▶ _Text section_
————
The Company expects barrel shipments to increase between 8% and 14% for each of
the third and fourth quarters of 1996 when compared to the Second Quarter of
1996. Sales per barrel is expected to range between $176 and $180 per barrel for
these same periods, provided there is no significant change in the sales mix
between bottled and keg beer for the third and fourth quarters of 1996.

EXCISE TAXES. Federal and state excise taxes increased by 55.1% from $1.2
million in the Second Quarter of 1995 to $1.9 million in the Second Quarter of
1996. Excise taxes as a percentage of net sales increased from 9.2% to 10.9% for
the Second Quarter of 1996. Excise taxes per barrel sold increased from $15.55
in the Second Quarter of 1995 to $17.62 in the Second Quarter of 1996. The
increase in excise taxes was attributable to the increase in sales volume, since
the excise tax is assessed on a per barrel basis, and to the increased per
barrel excise tax burden as the Company's sales volume for the year surpasses
60,000 barrels. The Company uses an intra period method to allocate excise taxes
based on the Company's estimate of sales volume for 1996, and as such, changes
in the excise tax rate per barrel will be caused by changes in the Company's
estimate of sales volume for 1996 and to a lessor extent, changes in state
excise tax rates.

COST OF GOODS SOLD. Cost of goods sold increased 28.8% from $6.7 million in the
second quarter of 1995 to $8.6 million in the Second Quarter of 1996 reflecting
the increase in volume of beer sold. Cost of goods sold as a percentage of net
sales decreased from 50.3% in the Second Quarter of 1995 to 49.5% in the Second
Quarter of 1996. Cost of goods sold per barrel sold decreased from $85.03 in the
Second Quarter of 1995 to $80.04 in the Second Quarter of 1996. The decreases in
cost of goods sold as a percentage of net sales and per barrel sold were
primarily attributable to reduced packaging material costs due to purchasing
economies of scale and reduced manufacturing services fees charged under the
Company's Agreement with Stroh, partially offset by an increase in
transportation expenses due to higher cost of shipping keg beer and an increase
in malt prices. Transportation expenses are a significant component of cost of
goods sold. Transportation expenses increased 38.7% from $1.2 million in the
Second Quarter of 1995 to $1.7 million in 1996. Transportation expenses as a
percentage of net sales increased from 9.1% in the Second Quarter of 1995 to
9.6% in the Second Quarter of 1996. Transportation expenses per barrel sold
increased from $15.38 per barrel in the Second Quarter of 1995 to $15.60 per
barrel in the Second Quarter of 1996.
————
▶ _Dataset rows_

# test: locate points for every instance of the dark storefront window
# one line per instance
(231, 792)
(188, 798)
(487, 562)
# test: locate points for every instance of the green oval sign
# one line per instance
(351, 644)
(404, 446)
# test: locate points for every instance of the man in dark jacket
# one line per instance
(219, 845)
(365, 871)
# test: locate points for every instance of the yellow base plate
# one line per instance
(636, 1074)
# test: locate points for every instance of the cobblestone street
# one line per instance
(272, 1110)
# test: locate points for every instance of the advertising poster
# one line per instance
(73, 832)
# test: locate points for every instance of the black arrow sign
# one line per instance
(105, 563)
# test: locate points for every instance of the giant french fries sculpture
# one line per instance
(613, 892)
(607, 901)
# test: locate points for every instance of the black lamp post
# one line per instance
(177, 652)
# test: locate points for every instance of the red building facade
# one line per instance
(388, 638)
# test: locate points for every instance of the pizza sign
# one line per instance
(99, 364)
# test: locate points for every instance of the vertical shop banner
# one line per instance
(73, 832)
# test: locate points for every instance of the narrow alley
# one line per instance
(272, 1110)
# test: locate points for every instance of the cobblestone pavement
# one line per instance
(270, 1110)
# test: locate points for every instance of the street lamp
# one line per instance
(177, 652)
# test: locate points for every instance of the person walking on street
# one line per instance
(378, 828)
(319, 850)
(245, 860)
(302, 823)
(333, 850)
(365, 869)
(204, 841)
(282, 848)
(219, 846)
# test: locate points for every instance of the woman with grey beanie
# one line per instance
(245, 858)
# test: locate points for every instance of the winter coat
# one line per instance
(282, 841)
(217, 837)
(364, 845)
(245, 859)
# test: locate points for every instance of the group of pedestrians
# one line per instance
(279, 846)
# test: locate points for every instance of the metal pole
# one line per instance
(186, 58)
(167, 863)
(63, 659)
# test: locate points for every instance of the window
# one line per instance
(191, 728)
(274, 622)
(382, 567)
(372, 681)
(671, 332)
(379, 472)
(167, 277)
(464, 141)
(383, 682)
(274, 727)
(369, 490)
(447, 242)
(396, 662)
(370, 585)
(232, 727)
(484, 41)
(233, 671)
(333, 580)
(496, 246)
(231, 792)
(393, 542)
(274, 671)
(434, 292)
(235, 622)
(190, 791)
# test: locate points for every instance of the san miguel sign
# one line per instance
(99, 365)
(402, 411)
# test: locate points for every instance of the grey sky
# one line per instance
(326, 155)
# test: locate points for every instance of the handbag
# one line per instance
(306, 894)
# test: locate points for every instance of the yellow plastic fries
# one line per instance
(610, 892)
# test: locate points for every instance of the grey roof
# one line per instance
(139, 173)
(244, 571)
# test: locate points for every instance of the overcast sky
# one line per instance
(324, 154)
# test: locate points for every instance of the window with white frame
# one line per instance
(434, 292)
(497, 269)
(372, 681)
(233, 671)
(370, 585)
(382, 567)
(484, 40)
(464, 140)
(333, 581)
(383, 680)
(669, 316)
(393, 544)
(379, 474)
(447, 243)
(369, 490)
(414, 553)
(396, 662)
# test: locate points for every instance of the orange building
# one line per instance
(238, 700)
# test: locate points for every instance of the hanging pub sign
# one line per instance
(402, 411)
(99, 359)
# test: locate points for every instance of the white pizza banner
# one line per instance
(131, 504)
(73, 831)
————
▶ _Set tasks_
**A.** According to the financial excerpt, what were excise taxes per barrel sold in the Second Quarter of 1996?
**B.** Update the financial excerpt starting with "The Company expects" and going on through "quarters of 1996.", changing "bottled" to "canned".

▶ _Outputs by task_
**A.** $17.62

**B.**
The Company expects barrel shipments to increase between 8% and 14% for each of
the third and fourth quarters of 1996 when compared to the Second Quarter of
1996. Sales per barrel is expected to range between $176 and $180 per barrel for
these same periods, provided there is no significant change in the sales mix
between canned and keg beer for the third and fourth quarters of 1996.